WHAT YOU ARE ASKED TO DO: Please reproduce every line of the listing, requests included, from its start through the line containing "xmin=177 ymin=235 xmax=189 ymax=272", raising each bounding-box coordinate in the answers by 132 and leaving the requests and their format samples unchanged. Leave the pictures out of your answer.

(Data extracted from a collection)
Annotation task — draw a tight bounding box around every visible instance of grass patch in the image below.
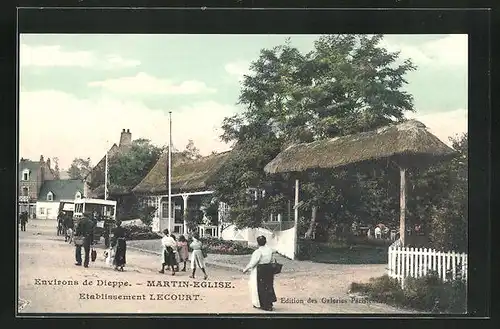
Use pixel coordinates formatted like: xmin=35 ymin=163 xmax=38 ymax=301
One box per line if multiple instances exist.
xmin=299 ymin=239 xmax=387 ymax=264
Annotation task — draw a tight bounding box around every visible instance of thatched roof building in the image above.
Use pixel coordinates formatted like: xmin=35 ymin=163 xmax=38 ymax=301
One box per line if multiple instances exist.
xmin=132 ymin=151 xmax=230 ymax=194
xmin=264 ymin=120 xmax=455 ymax=174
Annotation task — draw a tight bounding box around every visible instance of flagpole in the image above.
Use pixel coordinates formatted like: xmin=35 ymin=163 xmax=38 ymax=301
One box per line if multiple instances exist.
xmin=104 ymin=147 xmax=108 ymax=200
xmin=168 ymin=111 xmax=172 ymax=233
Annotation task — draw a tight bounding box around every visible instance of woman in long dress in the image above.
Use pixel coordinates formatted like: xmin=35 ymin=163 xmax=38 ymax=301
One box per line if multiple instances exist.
xmin=111 ymin=221 xmax=127 ymax=271
xmin=189 ymin=233 xmax=208 ymax=280
xmin=159 ymin=229 xmax=177 ymax=275
xmin=243 ymin=236 xmax=277 ymax=311
xmin=177 ymin=235 xmax=189 ymax=272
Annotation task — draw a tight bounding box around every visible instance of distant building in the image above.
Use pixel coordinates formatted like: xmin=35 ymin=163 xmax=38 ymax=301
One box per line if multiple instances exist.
xmin=84 ymin=129 xmax=132 ymax=198
xmin=18 ymin=155 xmax=55 ymax=218
xmin=36 ymin=179 xmax=84 ymax=219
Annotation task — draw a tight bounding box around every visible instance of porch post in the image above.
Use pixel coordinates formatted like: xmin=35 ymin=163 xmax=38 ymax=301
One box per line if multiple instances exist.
xmin=154 ymin=196 xmax=165 ymax=232
xmin=182 ymin=194 xmax=189 ymax=234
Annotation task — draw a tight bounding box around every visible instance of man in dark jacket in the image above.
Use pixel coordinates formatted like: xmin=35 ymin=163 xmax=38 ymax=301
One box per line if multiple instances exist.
xmin=20 ymin=211 xmax=28 ymax=231
xmin=75 ymin=215 xmax=94 ymax=267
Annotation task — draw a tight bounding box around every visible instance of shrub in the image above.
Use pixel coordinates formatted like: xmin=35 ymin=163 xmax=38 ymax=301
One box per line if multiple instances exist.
xmin=123 ymin=225 xmax=161 ymax=240
xmin=200 ymin=237 xmax=254 ymax=255
xmin=349 ymin=273 xmax=467 ymax=313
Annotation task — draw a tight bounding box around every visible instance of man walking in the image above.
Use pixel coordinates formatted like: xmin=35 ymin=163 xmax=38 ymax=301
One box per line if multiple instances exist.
xmin=21 ymin=211 xmax=28 ymax=231
xmin=75 ymin=214 xmax=94 ymax=267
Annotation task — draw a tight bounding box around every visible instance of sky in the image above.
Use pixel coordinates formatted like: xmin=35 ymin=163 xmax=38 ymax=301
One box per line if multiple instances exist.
xmin=19 ymin=34 xmax=468 ymax=169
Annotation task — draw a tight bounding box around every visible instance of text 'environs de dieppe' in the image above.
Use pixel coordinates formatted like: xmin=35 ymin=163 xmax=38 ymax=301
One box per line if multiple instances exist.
xmin=34 ymin=279 xmax=235 ymax=289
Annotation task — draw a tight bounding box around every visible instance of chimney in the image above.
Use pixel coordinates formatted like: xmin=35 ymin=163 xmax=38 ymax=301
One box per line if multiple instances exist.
xmin=119 ymin=129 xmax=132 ymax=147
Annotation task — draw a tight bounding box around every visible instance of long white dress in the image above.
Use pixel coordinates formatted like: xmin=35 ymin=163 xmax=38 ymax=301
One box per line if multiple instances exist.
xmin=189 ymin=238 xmax=205 ymax=270
xmin=245 ymin=245 xmax=273 ymax=307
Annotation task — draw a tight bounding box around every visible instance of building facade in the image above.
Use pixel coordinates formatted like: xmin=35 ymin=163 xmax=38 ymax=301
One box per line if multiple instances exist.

FINAL ANSWER:
Annotation task — draw a tight bounding box around every visible instance of grass patch in the image below.
Use pixel coordinates formatted like: xmin=35 ymin=163 xmax=38 ymax=301
One box per line if multiple instances exist.
xmin=431 ymin=371 xmax=519 ymax=396
Annotation task — draw a tight bounding box around every visible instance of thatched roof building in the image above.
Use pixel coordinates formatted like: xmin=35 ymin=163 xmax=38 ymax=301
One box per line if multiple instances exist.
xmin=264 ymin=283 xmax=362 ymax=326
xmin=396 ymin=252 xmax=587 ymax=306
Annotation task — draw a tight bounding box around every visible instance of flagpole in the image above.
Use pixel coordinates formatted like: xmin=35 ymin=163 xmax=38 ymax=301
One box per line if multiple instances exist.
xmin=236 ymin=279 xmax=240 ymax=332
xmin=300 ymin=243 xmax=304 ymax=365
Annotation task — draw a tight bounding box around every visible instance of woman in long dress in the image above.
Use pixel coordinates formatted like: xmin=35 ymin=163 xmax=38 ymax=301
One box per line if multiple instances exist.
xmin=243 ymin=353 xmax=259 ymax=403
xmin=321 ymin=365 xmax=340 ymax=412
xmin=291 ymin=361 xmax=309 ymax=407
xmin=375 ymin=368 xmax=409 ymax=443
xmin=309 ymin=367 xmax=321 ymax=404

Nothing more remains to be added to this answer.